> _Task list_:
A – Translate this sentence from the memantine passage into Spanish: "This is unusual in that most neurons develop prenatally and then never divide again."
B – Please set down the memantine passage word for word from "MEDICATION --- NAMENDA®" up to and including "this might work.".

> _Document segment_:
━━━━━━━━━━

Using Memantine to Prevent Alzheimer's

MEDICATION --- NAMENDA® / EBIXA® (generic MEMANTINE) is FDA-approved for Alzheimer's. Learn about new research on how it may help in preventing or slowing dementia.



The molecular processes that lead to Alzheimer's begin years before symptoms appear. Researchers have now found that an FDA-approved drug, memantine, currently used only for alleviating the symptoms of moderate-to-severe Alzheimer’s disease, might be used to prevent or slow the progression of the disease if used before those symptoms appear. The research also offers, based on extensive experimentation, a hypothesis as to why this might work.

The findings are published currently online in the journal Alzheimer’s & Dementia.

Prevent it from starting in the first place

“Based on what we’ve learned so far, it is my opinion that we will never be able to cure Alzheimer’s disease by treating patients once they become symptomatic,” said George Bloom, a UVA professor and chair of the Department of Biology, who oversaw the study in his lab. “The best hope for conquering this disease is to first recognize patients who are at risk, and begin treating them prophylactically with new drugs and perhaps lifestyle adjustments that would reduce the rate at which the silent phase of the disease progresses.

“Ideally, we would prevent it from starting in the first place.”

Brain Neurons Attempt to Divide

As Alzheimer’s disease begins, there is a lengthy period of time, perhaps a decade or longer, when brain neurons affected by the disease attempt to divide, possibly as a way to compensate for the death of neurons. This is unusual in that most neurons develop prenatally and then never divide again. But in Alzheimer’s the cells make the attempt, and then die.


George Bloom’s lab specializes in understanding the biochemical changes that lead to Alzheimer’s disease. (Photo by Dan Addison, University Communications)
“It’s been estimated that as much as 90 percent of neuron death that occurs in the Alzheimer’s brain follows this cell cycle reentry process, which is an abnormal attempt to divide,” Bloom said. “By the end of the course of the disease, the patient will have lost about 30 percent of the neurons in the frontal lobes of the brain.”

━━━━━━━━━━

> _Listed records_:
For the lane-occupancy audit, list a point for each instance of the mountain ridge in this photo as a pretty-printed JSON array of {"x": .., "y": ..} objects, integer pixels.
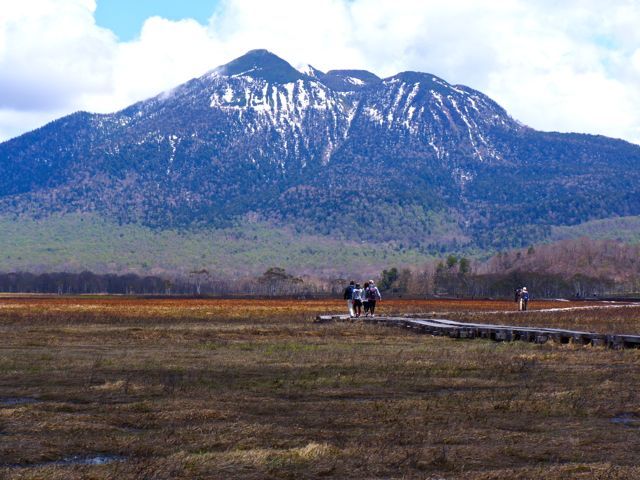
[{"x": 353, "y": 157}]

━━━━━━━━━━

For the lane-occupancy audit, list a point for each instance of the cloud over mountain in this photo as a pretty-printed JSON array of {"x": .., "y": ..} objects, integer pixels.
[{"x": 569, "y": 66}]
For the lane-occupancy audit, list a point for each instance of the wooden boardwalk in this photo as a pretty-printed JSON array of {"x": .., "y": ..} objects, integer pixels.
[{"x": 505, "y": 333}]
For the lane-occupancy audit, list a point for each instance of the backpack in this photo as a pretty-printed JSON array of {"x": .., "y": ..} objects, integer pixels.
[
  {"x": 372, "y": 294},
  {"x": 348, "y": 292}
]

━━━━━━━━━━

> _Task responses_:
A – Esto es inusual, ya que la mayoría de las neuronas se desarrollan antes del nacimiento y luego nunca vuelven a dividirse.

B –
MEDICATION --- NAMENDA® / EBIXA® (generic MEMANTINE) is FDA-approved for Alzheimer's. Learn about new research on how it may help in preventing or slowing dementia.



The molecular processes that lead to Alzheimer's begin years before symptoms appear. Researchers have now found that an FDA-approved drug, memantine, currently used only for alleviating the symptoms of moderate-to-severe Alzheimer’s disease, might be used to prevent or slow the progression of the disease if used before those symptoms appear. The research also offers, based on extensive experimentation, a hypothesis as to why this might work.